RECORDS FOR THE TASK:
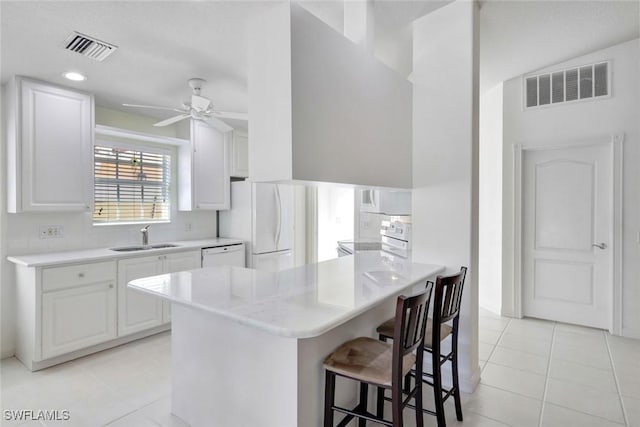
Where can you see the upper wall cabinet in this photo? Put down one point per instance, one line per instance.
(322, 108)
(240, 155)
(49, 147)
(203, 170)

WHAT YOU SHOULD DO: Reproduce each of the items above verbatim, line for line, omitting the pictures.

IN RESPONSE:
Where can you see the upper wall cabinet in this photo? Put down one point per instance, one line per instance.
(322, 108)
(240, 155)
(49, 147)
(203, 170)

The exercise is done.